### To do:
1. In the post on generalization criteria, what is offered as an example of a "current generality" measure?
2. According to the post on generalization criteria, what actions does the described system perform, in order, when the next data point comes? List them all.

### Text:
____________
Xref: utzoo comp.ai.neural-nets:947 alt.cyb-sys:26
Path: utzoo!attcan!utgpu!jarvis.csri.toronto.edu!mailrus!wuarchive!gem.mps.ohio-state.edu!rpi!leah!bingvaxu!cybsys
From: cybsys@bingvaxu.cc.binghamton.edu (CYBSYS-L Moderator)
Newsgroups: comp.ai.neural-nets,alt.cyb-sys
Subject: Re: Generalization Criteria
Message-ID: <2449@bingvaxu.cc.binghamton.edu>
Date: 20 Sep 89 12:49:58 GMT
References: <506@uvaee.ee.virginia.EDU> <2448@bingvaxu.cc.binghamton.edu>
Reply-To: cybsys@bingvaxu.cc.binghamton.edu (CYBSYS-L Moderator)
Organization: SUNY Binghamton, NY
Lines: 35

Really-From: Alex Martelli <AIBM002@ICINECA.BITNET>

     Training set and test set are not necessarily separate, i.e. you
may be using parts of the training set to look for "convergency" or
generality of the trained model.  E.g. assume that you have a system
which accepts a stream of data points, building an internal model such
that it gives a probability distribution for "value of next point
forthcoming": as the next point comes, first it evaluates its likelihood
and outputs a "current generality" measure, such as running perplexity
for the last 10 points, then it uses the value to update the training
of the internal model.  This is not philosophically very different
from training/test set duality, but it can be very practical, since
you judge model convergency to generalization, not from a single number
measuring generality, but from a time-varying measure of goodness of
fit with training-data-before-the-model-was-trained-on-them, and it may
be possible to use characteristics of this curve (it is flattening out
to some plateau?  is it going down steadily after a peak, thus I am
overtraining my model?  etc) to decide when training can stop.
____________
(Dataset entries)

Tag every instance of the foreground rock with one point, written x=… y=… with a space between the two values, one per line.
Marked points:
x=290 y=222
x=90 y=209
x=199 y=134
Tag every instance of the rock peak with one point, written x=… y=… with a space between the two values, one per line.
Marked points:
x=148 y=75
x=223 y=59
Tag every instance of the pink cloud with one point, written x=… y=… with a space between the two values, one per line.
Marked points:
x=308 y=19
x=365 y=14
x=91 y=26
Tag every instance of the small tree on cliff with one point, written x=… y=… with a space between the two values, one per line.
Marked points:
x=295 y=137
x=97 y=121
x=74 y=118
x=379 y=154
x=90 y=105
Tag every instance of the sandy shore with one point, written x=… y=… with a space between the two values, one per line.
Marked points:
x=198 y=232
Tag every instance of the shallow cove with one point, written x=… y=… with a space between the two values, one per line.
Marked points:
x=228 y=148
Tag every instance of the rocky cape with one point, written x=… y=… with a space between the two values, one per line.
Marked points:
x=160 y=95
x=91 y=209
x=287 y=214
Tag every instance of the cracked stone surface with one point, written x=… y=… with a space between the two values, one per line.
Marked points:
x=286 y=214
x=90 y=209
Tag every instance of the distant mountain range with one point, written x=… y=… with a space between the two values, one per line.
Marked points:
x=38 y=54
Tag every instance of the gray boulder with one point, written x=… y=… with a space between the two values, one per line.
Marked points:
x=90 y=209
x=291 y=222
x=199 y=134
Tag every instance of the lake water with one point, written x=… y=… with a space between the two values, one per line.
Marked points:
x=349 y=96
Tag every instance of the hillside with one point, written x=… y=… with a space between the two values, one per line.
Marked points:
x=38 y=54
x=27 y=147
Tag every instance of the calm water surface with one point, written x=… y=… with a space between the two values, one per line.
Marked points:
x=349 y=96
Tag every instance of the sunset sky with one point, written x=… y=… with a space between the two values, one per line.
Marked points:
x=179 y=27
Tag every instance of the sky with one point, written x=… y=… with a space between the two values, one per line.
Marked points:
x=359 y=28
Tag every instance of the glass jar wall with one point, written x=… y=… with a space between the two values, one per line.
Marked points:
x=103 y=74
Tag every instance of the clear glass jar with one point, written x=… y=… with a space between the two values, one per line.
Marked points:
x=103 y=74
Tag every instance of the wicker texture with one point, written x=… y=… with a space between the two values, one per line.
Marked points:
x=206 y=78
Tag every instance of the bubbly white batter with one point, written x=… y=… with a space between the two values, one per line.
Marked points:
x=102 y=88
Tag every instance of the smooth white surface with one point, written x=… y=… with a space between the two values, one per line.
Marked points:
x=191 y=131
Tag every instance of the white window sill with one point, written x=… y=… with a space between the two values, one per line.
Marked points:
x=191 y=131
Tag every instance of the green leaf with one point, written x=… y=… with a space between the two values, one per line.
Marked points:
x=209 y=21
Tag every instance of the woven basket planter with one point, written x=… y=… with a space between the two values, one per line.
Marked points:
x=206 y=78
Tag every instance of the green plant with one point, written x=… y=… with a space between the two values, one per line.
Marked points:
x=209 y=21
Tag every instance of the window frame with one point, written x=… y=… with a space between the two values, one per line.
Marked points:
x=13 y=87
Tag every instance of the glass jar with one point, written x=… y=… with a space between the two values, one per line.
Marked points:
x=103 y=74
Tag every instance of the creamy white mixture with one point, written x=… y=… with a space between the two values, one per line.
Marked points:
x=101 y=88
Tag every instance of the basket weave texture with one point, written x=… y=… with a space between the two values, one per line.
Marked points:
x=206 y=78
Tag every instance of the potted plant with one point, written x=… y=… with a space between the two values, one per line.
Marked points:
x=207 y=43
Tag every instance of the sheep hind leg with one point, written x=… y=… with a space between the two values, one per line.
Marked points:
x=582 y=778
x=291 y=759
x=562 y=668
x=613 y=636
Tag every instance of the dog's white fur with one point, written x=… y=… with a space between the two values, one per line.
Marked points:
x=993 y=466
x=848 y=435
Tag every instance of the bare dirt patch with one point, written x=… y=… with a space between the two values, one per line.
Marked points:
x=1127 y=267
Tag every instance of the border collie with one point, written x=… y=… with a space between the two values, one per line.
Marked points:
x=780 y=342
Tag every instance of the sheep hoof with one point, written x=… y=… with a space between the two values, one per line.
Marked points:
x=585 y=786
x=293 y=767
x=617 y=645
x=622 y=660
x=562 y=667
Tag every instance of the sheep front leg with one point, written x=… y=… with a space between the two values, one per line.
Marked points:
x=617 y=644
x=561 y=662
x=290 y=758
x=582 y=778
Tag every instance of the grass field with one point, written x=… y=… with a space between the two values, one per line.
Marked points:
____________
### In response:
1. Running perplexity for the last 10 points.

2.
1. It evaluates the point's likelihood.
2. It outputs a "current generality" measure.
3. It uses the value to update the training of the internal model.